- How to complete this task
Would you reproduce, without any alteration, the lines from the opening line of the entries through the line that has "Target: beige building" in it?

[Opening Supplied entries section]

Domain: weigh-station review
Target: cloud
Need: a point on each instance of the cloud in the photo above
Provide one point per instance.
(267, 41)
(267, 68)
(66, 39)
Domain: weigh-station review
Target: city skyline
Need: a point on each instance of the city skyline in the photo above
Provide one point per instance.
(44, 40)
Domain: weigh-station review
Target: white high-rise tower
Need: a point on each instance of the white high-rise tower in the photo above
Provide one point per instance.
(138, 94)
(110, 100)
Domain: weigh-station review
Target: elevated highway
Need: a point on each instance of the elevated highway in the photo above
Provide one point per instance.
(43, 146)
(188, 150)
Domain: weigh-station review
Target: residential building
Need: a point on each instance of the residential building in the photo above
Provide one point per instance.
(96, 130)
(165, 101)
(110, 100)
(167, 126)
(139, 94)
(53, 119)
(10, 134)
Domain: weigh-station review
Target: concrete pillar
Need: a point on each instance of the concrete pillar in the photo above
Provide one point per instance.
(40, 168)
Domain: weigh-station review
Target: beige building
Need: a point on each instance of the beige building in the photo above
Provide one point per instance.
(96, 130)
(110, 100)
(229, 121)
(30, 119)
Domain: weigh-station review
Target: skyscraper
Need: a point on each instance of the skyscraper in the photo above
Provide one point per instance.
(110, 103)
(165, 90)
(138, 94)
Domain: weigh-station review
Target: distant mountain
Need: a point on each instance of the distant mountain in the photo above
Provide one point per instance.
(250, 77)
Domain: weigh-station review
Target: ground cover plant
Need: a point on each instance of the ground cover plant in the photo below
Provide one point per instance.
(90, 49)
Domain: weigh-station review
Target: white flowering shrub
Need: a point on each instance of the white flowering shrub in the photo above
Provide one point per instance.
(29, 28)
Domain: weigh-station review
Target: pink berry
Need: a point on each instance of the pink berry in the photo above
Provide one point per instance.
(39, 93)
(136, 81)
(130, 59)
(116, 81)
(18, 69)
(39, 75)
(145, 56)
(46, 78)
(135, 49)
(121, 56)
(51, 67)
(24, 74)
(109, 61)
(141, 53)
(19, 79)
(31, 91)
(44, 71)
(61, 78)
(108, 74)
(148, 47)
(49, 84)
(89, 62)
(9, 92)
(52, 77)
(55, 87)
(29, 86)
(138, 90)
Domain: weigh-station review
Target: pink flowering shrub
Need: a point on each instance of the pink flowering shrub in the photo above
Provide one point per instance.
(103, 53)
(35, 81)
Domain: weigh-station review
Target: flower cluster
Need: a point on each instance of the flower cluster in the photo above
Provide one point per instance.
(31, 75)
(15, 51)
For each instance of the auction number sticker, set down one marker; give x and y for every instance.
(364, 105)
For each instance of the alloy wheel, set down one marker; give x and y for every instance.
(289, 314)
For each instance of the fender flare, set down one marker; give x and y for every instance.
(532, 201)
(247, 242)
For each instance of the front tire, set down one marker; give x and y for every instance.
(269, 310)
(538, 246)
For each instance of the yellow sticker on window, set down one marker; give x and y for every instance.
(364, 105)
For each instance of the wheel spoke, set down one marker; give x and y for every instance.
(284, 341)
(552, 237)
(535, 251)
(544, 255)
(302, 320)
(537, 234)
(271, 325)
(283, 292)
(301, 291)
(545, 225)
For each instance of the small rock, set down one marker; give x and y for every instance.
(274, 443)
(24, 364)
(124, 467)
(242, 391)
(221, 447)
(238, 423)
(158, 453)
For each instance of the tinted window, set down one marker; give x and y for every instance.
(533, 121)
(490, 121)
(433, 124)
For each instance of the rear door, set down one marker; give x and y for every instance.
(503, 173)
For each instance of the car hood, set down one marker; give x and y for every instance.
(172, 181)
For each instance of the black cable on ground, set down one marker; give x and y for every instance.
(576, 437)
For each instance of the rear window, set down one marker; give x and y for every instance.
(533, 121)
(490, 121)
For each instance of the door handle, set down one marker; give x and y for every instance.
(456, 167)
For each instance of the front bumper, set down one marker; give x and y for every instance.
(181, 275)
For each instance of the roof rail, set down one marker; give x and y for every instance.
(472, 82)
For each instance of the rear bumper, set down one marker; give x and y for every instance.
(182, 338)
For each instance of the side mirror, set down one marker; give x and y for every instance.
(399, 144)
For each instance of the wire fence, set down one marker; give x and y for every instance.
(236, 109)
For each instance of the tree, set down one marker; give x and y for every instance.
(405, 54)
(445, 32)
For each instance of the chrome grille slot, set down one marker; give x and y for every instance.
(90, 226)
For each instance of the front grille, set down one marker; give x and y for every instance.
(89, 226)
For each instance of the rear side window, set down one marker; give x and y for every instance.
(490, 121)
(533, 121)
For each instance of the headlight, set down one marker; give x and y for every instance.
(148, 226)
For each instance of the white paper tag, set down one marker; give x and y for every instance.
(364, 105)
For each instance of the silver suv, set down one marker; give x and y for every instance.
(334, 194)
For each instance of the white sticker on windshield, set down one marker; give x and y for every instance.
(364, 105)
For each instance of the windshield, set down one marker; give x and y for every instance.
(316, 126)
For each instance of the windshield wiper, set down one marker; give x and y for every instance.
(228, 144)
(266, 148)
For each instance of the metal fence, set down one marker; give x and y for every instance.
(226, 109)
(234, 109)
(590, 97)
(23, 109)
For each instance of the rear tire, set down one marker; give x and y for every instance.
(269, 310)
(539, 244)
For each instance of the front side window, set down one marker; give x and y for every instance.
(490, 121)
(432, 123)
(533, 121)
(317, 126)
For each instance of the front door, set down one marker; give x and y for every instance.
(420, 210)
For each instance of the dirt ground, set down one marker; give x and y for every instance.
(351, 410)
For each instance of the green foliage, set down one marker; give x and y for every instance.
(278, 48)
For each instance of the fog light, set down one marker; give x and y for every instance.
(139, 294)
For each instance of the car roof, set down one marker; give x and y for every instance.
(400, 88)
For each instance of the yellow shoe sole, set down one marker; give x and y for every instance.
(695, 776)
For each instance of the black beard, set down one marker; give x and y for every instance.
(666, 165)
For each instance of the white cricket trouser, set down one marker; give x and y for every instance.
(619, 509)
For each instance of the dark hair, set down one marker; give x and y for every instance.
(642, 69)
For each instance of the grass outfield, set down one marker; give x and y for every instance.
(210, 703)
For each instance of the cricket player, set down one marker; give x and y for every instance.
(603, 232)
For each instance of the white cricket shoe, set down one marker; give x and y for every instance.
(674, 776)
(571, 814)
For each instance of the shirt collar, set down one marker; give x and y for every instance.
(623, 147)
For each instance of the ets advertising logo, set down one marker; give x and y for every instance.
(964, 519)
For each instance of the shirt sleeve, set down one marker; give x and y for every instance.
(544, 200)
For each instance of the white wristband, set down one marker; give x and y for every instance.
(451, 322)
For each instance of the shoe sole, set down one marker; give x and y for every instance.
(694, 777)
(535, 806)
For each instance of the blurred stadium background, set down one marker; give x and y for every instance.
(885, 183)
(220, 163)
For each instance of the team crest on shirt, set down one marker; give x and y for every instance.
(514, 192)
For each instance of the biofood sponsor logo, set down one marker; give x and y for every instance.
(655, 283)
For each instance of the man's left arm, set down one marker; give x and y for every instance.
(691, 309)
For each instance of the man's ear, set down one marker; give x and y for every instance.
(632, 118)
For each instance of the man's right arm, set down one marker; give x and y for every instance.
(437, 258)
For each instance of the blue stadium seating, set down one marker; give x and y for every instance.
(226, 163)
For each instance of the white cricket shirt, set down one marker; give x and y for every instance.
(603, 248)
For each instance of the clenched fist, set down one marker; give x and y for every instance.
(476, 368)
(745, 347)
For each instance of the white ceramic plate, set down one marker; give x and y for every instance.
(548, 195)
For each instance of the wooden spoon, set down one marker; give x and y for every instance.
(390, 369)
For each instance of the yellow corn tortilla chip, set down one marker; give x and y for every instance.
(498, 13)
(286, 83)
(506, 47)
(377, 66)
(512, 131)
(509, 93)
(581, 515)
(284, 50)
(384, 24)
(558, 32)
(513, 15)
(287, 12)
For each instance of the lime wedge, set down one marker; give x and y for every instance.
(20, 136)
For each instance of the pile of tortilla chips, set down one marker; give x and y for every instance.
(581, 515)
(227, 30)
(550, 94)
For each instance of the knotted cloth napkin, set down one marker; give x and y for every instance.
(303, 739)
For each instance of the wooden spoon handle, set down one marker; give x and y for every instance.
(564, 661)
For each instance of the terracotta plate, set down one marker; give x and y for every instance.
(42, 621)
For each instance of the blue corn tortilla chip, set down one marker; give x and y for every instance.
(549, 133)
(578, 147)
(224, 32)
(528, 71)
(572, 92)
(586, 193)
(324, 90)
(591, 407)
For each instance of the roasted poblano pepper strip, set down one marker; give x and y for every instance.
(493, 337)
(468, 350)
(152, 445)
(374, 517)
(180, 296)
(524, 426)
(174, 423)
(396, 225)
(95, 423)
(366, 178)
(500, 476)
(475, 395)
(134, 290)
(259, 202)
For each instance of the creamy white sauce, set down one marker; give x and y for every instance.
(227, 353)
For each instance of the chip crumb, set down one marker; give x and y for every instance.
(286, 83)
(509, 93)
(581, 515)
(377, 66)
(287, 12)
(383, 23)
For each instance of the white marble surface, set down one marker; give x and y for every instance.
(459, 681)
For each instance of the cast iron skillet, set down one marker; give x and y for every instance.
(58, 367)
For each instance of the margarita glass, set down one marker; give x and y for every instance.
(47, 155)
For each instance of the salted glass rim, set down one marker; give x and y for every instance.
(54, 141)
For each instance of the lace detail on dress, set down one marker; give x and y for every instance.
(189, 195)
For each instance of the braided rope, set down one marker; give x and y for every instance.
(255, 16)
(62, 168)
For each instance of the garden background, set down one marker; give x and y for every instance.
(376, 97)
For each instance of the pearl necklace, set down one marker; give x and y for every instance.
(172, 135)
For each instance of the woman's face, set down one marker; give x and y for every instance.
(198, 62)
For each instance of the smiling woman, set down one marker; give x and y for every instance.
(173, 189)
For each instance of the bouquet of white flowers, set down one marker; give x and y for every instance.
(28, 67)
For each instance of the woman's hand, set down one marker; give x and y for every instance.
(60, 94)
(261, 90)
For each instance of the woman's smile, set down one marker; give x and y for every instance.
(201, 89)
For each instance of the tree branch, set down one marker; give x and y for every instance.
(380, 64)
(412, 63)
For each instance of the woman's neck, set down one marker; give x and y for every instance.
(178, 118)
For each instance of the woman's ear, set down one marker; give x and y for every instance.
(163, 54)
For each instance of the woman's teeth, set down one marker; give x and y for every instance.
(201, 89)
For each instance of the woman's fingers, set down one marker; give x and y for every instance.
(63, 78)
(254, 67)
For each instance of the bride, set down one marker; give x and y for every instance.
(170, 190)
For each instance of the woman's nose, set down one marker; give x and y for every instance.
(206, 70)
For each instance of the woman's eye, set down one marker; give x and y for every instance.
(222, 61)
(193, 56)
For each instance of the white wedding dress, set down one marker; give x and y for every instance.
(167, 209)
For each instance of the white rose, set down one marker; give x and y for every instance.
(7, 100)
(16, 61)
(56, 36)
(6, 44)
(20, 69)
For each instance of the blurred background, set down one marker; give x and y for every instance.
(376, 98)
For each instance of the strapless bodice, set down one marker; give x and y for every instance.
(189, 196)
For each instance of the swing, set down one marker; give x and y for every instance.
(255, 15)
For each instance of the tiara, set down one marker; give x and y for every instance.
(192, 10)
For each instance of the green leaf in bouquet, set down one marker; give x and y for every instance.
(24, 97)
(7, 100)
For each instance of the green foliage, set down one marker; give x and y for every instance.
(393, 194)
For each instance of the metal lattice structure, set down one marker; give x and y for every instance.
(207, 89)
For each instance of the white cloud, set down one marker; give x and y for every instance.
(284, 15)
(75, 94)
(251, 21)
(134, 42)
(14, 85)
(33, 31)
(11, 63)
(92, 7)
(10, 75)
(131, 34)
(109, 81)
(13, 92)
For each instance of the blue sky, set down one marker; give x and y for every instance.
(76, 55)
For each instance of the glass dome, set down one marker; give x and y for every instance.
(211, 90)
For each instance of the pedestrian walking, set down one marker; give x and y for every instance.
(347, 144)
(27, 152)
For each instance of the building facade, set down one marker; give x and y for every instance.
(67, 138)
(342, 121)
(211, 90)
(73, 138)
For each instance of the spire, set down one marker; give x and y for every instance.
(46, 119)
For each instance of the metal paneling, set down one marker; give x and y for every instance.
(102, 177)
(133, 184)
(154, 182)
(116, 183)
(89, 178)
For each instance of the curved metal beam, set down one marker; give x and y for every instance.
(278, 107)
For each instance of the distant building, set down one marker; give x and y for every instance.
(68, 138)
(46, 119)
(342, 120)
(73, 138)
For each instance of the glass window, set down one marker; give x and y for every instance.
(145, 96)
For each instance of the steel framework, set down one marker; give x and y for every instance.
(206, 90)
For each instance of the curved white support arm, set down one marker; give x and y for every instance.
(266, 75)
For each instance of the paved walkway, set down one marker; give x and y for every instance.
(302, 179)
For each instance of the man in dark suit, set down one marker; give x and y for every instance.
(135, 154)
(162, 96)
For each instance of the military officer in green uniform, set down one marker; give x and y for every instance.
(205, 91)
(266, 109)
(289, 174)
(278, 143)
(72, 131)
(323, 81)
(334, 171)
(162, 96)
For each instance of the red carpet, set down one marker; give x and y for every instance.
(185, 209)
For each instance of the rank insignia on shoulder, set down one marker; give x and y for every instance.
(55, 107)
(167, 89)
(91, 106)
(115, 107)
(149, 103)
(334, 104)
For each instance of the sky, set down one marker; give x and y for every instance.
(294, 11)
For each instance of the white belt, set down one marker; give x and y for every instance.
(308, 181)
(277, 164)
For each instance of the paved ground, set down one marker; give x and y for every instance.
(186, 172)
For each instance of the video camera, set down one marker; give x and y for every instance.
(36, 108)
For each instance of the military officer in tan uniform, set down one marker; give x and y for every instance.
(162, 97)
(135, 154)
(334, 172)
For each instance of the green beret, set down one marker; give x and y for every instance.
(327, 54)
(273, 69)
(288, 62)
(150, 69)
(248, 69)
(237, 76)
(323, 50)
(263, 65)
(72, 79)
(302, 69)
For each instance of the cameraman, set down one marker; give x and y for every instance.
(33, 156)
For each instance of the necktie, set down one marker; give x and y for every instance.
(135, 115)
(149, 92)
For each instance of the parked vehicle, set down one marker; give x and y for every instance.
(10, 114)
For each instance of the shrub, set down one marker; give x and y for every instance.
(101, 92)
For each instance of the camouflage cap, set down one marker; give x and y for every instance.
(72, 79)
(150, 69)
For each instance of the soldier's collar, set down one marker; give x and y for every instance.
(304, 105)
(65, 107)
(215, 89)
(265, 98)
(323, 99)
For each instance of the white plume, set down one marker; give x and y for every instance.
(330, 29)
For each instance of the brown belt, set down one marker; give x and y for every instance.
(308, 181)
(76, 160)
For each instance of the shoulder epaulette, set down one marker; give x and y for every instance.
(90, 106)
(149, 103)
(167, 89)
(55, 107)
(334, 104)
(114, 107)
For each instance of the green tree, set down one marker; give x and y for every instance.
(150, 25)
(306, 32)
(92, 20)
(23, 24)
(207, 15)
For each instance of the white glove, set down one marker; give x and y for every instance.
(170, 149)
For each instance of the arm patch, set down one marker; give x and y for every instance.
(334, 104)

[Closing Supplied entries section]

- Exercise response
Domain: weigh-station review
Target: cloud
Need: a point on each instance of the cloud in the photo above
Provide one point per instance.
(267, 41)
(267, 68)
(66, 39)
Domain: weigh-station review
Target: city skyline
Need: a point on each instance of the city skyline in the photo above
Provide one point per instance.
(44, 40)
Domain: weigh-station review
Target: white high-rise tower
Need: a point on each instance of the white high-rise tower in the photo above
Provide one point per instance.
(138, 94)
(110, 100)
Domain: weigh-station review
Target: elevated highway
Need: a point on each instance of the elevated highway in the photo above
Provide one point per instance.
(43, 146)
(188, 150)
Domain: weigh-station review
Target: residential building
Need: a point on each instance of the residential building in the photo above
Provide one point per instance.
(96, 130)
(165, 101)
(110, 100)
(167, 126)
(139, 94)
(53, 119)
(10, 134)
Domain: weigh-station review
Target: concrete pillar
Need: a point on each instance of the concrete pillar in the photo above
Provide one point per instance.
(40, 168)
Domain: weigh-station review
Target: beige building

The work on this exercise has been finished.